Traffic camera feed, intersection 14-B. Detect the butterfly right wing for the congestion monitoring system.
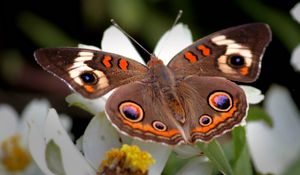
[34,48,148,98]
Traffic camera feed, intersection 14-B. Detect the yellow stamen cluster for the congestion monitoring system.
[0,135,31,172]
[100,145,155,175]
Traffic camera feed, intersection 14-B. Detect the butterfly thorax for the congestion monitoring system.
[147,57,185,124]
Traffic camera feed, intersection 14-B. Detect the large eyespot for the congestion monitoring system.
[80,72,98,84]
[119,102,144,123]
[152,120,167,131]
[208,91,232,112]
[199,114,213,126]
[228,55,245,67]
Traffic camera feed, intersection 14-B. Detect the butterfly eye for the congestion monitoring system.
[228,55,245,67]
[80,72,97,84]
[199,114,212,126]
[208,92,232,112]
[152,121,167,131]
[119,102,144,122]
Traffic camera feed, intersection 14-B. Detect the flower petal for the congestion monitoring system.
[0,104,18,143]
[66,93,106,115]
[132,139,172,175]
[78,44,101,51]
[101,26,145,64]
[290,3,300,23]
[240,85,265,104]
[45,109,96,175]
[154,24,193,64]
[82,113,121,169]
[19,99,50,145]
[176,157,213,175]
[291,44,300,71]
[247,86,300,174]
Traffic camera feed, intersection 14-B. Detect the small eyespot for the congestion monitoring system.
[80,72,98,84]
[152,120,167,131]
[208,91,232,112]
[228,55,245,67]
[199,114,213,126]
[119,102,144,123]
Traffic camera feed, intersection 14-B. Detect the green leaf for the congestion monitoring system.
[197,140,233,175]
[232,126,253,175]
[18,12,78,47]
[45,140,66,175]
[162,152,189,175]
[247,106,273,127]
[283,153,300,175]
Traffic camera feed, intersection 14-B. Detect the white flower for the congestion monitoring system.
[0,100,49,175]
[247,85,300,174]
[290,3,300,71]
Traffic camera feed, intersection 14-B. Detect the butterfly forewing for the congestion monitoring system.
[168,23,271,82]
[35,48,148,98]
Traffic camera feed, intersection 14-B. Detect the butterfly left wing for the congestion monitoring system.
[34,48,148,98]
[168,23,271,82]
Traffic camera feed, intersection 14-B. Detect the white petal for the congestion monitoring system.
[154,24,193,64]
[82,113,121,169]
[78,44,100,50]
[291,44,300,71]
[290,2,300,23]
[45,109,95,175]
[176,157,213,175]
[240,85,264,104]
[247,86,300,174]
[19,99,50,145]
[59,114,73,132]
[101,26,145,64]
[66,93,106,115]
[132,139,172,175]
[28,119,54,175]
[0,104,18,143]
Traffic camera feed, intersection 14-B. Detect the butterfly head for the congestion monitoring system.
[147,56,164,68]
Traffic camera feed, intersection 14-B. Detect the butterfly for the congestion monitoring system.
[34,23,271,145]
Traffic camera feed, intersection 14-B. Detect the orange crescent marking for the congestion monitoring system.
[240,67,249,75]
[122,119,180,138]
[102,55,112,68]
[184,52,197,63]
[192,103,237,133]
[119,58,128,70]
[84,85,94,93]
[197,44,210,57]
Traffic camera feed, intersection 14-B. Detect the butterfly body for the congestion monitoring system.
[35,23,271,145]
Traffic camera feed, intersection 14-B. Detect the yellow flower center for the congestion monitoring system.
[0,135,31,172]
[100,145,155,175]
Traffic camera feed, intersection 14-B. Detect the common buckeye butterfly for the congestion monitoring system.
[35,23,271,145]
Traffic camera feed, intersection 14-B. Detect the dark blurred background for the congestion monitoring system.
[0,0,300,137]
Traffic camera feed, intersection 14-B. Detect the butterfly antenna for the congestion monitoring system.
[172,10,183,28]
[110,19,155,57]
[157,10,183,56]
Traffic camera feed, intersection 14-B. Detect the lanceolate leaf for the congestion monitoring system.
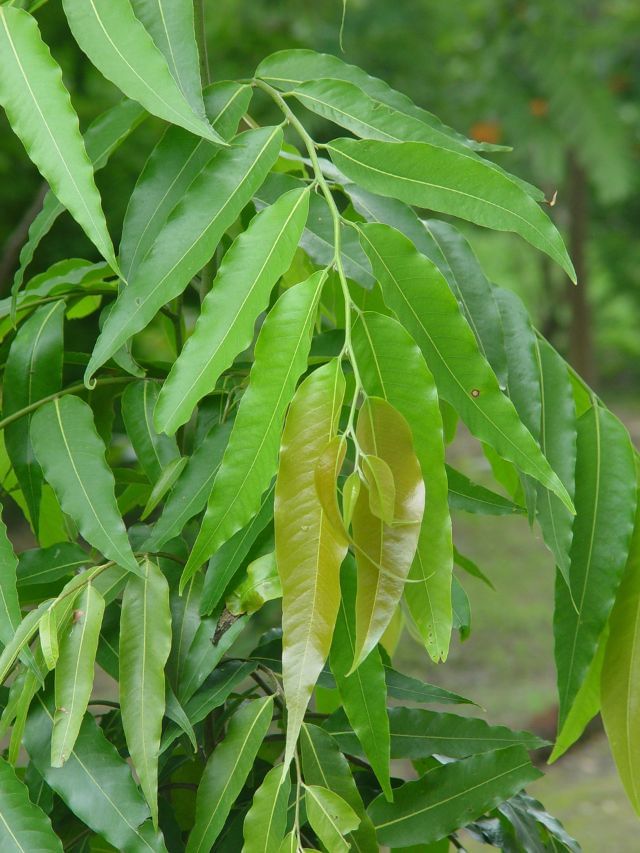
== == ==
Starting with the line that contains "Traffic camera feed, intersection 14-B. Detect the common" and going on through the end of the items, give those lines again with "butterfly" changed to "moth" and nothing else altered. Leave out the pictures.

Traffic camera feed, intersection 14-B. Detect the common buckeye moth for the congestion monitoring system.
[35,23,271,145]
Traffic camera feed, intersection 14-B. Detect the dark blurred background for the congestion monitoring system.
[0,0,300,137]
Traffic camera feed, intersection 14-B. Detect the moth antenna for the congestion monitoring system.
[172,10,183,28]
[110,19,155,57]
[157,10,183,56]
Traffic camera feed, intersection 14-B. Detect the lanceolate leaf for the congestion monitoring system.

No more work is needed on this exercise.